__Passage provided__.

··········

Finding a good use for keep_firing_for in our Prometheus alerts
A while back (in 2.42.0), Prometheus
introduced a feature to artificially keep alerts firing for some
amount of time after their alert condition had cleared; this is
'keep_firing_for
'. At the time, I said that I didn't really
see a use for it for us, but I now
have to change that. Not only do we have a use for it, it's one
that deals with a small problem in our large scale alerts.
Our 'there is something big going on' alerts exist only to inhibit
our regular alerts. They trigger when there seems to be 'too much'
wrong, ideally fast enough that their inhibition effect stops the
normal alerts from going out. Because normal alerts from big issues
being resolved don't necessarily clean out immediately, we want our
large scale alerts to linger on for some time after the amount of
problems we have drop below their trigger point. Among other things,
this avoids a gotcha with inhibitions and resolved alerts. Because we created these alerts
before v2.42.0, we implemented the effect of lingering on by using
max_over_time()
on the alert conditions (this was the old
way of giving an alert a minimum duration).
The subtle problem with using max_over_time() this way is that it means you can't usefully use a 'for:' condition to de-bounce your large scale alert trigger conditions. For example, if one of the conditions is 'there are too many ICMP ping probe failures', you'd potentially like to only declare a large scale issue if this persisted for more than one round of pings; otherwise a relatively brief blip of a switch could trigger your large scale alert. But because you're using max_over_time(), no short 'for:' will help; once you briefly hit the trigger number, it's effectively latched for our large scale alert lingering time.

··········

__Data__.
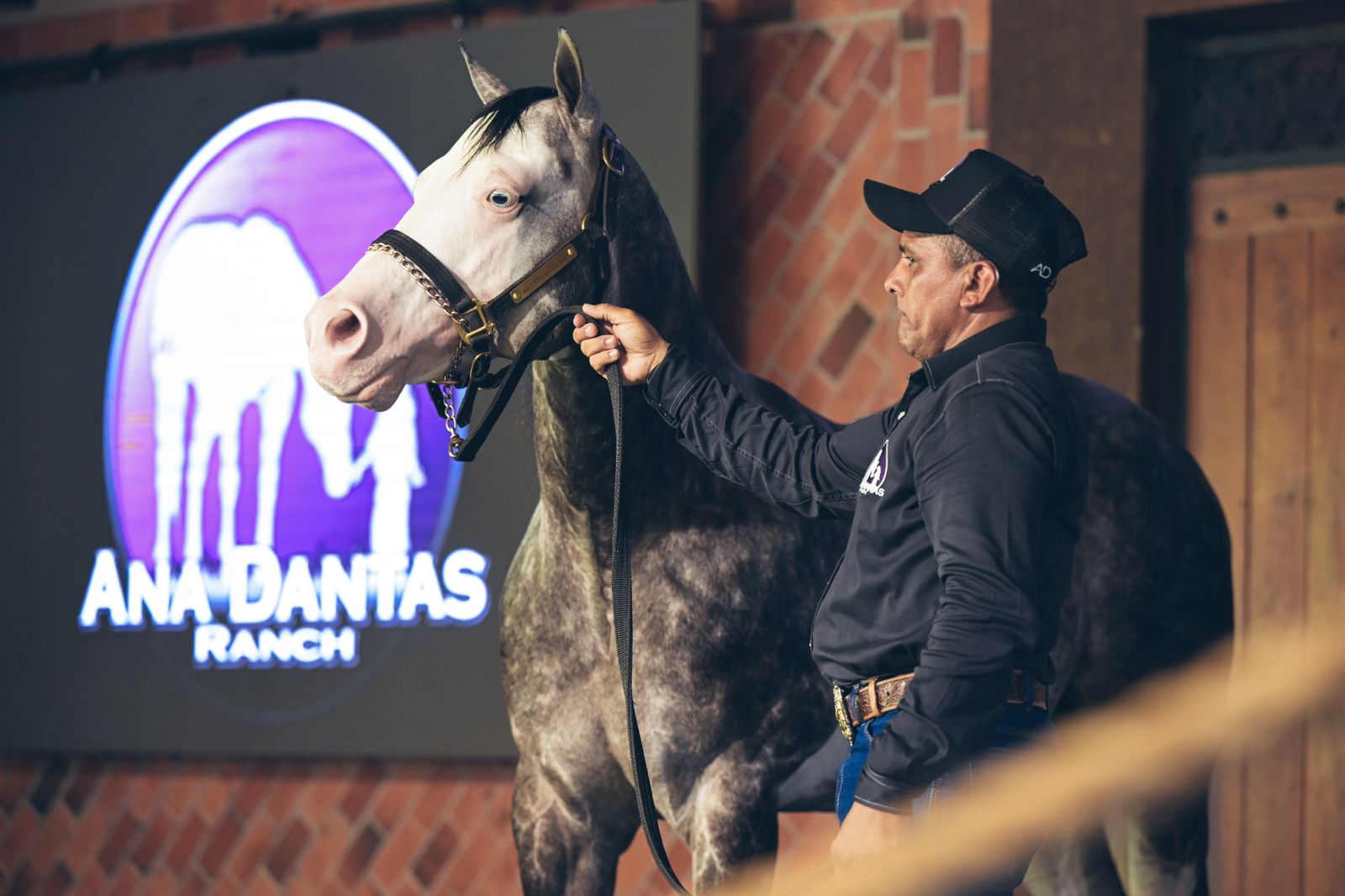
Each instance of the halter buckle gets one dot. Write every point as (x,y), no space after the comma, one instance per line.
(486,327)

··········

__Objectives__.
- 1) According to the keep_firing_for piece, how were the large scale alerts made to linger before v2.42.0?
- 2) Carry on the piece about keep_firing_for in Prometheus alerts from its final sentence.

__Responses for each task__.
- 1) By using max_over_time() on the alert conditions.

- 2)
Switching to extending the large scale alert directly with
'keep_firing_for
' fixes this issue, and also simplifies the
alert rule expression. Once we're no longer using max_over_time(),
we can set 'for: 1m' or another useful short number to de-bounce
our large scale alert trigger conditions.
(The drawback is that now we have a single de-bounce interval for all of the alert conditions, whereas before we could possibly have a more complex and nuanced set of conditions. For us, this isn't a big deal.)
I suspect that this may be generic to most uses of max_over_time() in alert rule expressions (fortunately, this was our only use of it). Possibly there are reasonable uses for it in sub-expressions, clever hacks, and maybe also using times and durations (eg, also, also).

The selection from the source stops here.